* _Set problem_: Please pick out every line in the records below that contains the word "board", and copy each one.

### Information supplied

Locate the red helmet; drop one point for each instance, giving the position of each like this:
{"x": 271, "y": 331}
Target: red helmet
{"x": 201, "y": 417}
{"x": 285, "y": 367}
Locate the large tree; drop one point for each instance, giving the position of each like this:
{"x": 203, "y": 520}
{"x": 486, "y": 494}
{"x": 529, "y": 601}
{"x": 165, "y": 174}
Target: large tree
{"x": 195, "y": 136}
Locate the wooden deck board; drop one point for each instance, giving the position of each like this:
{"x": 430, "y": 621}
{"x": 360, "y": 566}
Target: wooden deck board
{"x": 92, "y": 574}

######
### Information supplied

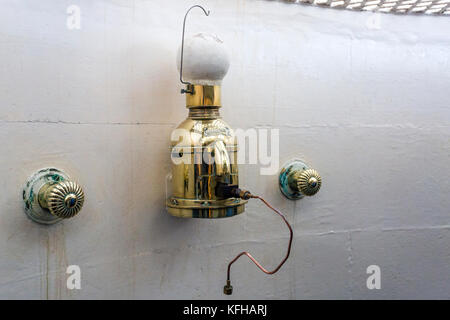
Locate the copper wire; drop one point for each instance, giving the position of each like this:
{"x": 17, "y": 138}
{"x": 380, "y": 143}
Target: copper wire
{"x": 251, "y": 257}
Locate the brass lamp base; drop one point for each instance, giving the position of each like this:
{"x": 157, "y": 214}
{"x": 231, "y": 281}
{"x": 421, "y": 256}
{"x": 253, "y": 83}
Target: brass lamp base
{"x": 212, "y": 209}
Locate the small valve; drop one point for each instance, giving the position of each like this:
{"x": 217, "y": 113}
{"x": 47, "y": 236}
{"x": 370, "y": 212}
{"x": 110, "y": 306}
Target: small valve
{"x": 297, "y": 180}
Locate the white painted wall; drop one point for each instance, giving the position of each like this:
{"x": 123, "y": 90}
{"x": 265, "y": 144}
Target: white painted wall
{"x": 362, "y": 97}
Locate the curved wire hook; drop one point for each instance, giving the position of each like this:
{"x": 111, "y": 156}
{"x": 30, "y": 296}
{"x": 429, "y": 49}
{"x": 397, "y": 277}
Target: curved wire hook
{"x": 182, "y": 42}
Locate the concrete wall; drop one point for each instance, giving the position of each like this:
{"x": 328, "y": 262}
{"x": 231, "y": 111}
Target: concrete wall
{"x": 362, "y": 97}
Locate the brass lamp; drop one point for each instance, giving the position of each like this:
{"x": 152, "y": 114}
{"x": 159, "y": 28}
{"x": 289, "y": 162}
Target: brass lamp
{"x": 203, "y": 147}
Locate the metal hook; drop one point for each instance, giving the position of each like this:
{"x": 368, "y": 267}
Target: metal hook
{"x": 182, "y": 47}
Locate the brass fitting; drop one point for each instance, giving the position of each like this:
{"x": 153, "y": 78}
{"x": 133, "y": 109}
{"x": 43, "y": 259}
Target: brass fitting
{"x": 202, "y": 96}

######
### Information supplied

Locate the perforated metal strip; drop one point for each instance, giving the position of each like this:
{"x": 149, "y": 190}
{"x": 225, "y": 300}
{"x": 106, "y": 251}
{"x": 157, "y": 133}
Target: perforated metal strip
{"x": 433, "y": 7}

######

* _Solution to this exercise_:
Locate the wooden deck board; drop one point for each instance, giving the position of each like this:
Target: wooden deck board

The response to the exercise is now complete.